### [EXERCISE TASK]
In full and without alteration, give the listing again.

### [MATERIAL FOR THIS TASK]
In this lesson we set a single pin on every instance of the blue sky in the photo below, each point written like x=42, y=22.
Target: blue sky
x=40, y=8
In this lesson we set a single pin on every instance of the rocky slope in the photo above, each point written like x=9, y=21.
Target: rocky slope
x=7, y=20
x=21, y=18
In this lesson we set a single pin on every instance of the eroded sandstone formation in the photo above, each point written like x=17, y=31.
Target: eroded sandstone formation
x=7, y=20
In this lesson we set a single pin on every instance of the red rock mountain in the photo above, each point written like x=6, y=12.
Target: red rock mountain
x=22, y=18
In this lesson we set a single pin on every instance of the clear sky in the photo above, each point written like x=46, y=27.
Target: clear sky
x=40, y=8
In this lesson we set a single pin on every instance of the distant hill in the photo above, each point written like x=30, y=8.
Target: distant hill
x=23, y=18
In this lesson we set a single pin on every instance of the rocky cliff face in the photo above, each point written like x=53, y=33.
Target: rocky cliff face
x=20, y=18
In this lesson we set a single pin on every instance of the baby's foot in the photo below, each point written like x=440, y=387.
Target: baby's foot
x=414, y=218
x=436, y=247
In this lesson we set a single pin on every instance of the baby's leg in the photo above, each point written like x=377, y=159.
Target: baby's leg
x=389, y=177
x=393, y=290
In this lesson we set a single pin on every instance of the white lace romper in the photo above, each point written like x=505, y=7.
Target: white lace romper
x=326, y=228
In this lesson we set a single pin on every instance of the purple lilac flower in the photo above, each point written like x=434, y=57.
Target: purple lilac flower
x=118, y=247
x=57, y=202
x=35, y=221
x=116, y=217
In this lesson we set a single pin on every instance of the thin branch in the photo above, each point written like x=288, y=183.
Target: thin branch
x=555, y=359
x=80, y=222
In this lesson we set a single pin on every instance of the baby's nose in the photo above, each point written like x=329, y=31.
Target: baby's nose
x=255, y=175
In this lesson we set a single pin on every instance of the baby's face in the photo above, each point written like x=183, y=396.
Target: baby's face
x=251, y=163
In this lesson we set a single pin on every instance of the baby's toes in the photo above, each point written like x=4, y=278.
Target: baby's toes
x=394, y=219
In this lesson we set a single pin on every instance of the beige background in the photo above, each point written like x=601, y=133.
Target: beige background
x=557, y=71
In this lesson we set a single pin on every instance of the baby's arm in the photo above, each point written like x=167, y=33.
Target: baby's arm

### [SOLUTION BELOW]
In this lesson we set a single pin on every instance of the blue sky in the photo below, each point written like x=42, y=22.
Target: blue sky
x=40, y=8
In this lesson we set a single pin on every instance of the rocky slope in the photo above, each point written like x=9, y=21.
Target: rocky slope
x=7, y=20
x=21, y=18
In this lesson we set a single pin on every instance of the eroded sandstone formation in the photo above, each point written like x=17, y=31.
Target: eroded sandstone formation
x=7, y=20
In this lesson we set a single pin on every instance of the red rock mountain in the photo above, each point written like x=6, y=12.
Target: red rock mountain
x=22, y=18
In this lesson we set a single pin on every instance of the clear sky in the photo above, each point written like x=46, y=27.
Target: clear sky
x=40, y=8
In this lesson we set a single pin on every instance of the distant hill in the photo above, each point written like x=30, y=8.
Target: distant hill
x=23, y=18
In this lesson we set a single pin on every instance of the rocky cliff face in the photo above, each point written like x=53, y=33.
Target: rocky cliff face
x=20, y=18
In this lesson we set a single pin on every instance of the baby's foot in the photo below, each point written like x=440, y=387.
Target: baby's foot
x=414, y=218
x=436, y=247
In this lesson we set a single pin on every instance of the baby's leg in the photo above, each point written like x=377, y=159.
Target: baby's leg
x=389, y=177
x=393, y=290
In this lesson we set a single pin on every instance of the white lace romper in the photo above, each point written like x=505, y=7.
Target: white lace romper
x=326, y=228
In this lesson we set a single pin on every instance of the purple lilac flower in the photo above, each point written like x=434, y=57.
Target: purple lilac flower
x=118, y=247
x=57, y=202
x=35, y=221
x=116, y=217
In this lesson we set a single pin on every instance of the thin branch in the photo above, each point written like x=288, y=183.
Target: thin branch
x=555, y=359
x=80, y=222
In this lesson we set a single pin on every instance of the baby's nose in the photo above, each point written like x=329, y=31.
Target: baby's nose
x=255, y=175
In this lesson we set a single pin on every instance of the baby's face in the photo above, each point written like x=183, y=396.
Target: baby's face
x=251, y=163
In this lesson we set a single pin on every instance of the baby's toes in the photo above, each point written like x=4, y=278.
Target: baby's toes
x=394, y=219
In this lesson we set a single pin on every instance of the beige background in the photo above, each point written like x=601, y=133.
Target: beige background
x=557, y=71
In this lesson we set a single pin on every instance of the baby's arm in the photo above, each point written like x=167, y=33.
Target: baby's arm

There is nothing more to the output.